Pointing dataset excerpts:

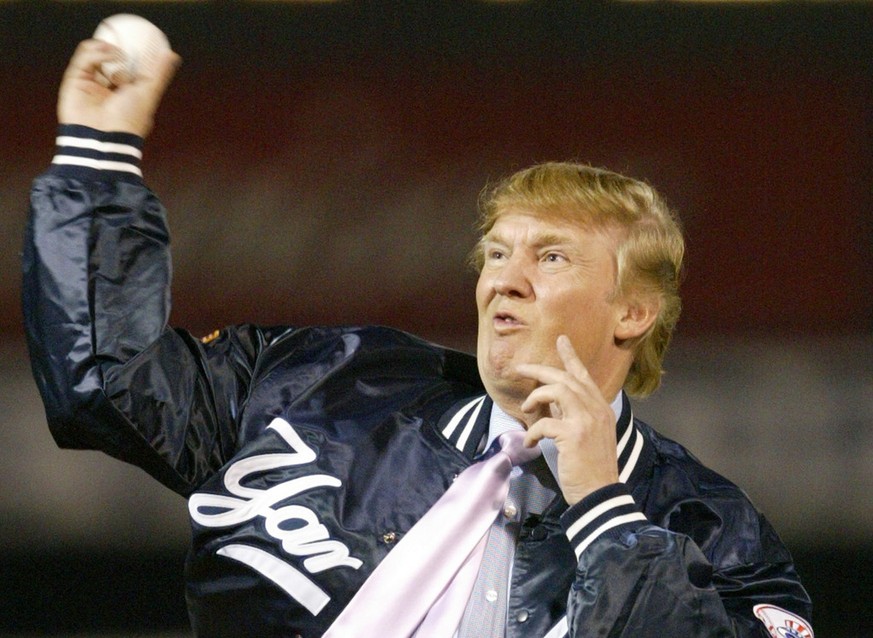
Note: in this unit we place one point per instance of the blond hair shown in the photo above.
(648, 255)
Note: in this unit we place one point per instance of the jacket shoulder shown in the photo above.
(687, 497)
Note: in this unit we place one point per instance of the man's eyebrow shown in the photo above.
(539, 240)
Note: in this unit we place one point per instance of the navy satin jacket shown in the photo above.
(307, 453)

* **What is asked**
Extract every text line from the records above word for word, keeping the notes and the coordinate points in their original order. Leave out the pictures.

* **Solved problem**
Note: in this unit we place one point per instance of the blond hair shown in the photo above.
(648, 255)
Note: in this unit we place one point per instance of the jacket shoulder shown in the photo above.
(687, 497)
Note: in this unit we place one point per instance of the man's eyebrow shown in the photo above.
(539, 240)
Note: in this unit we place one point per instance of the navy satin jacket shown in the photo above.
(307, 453)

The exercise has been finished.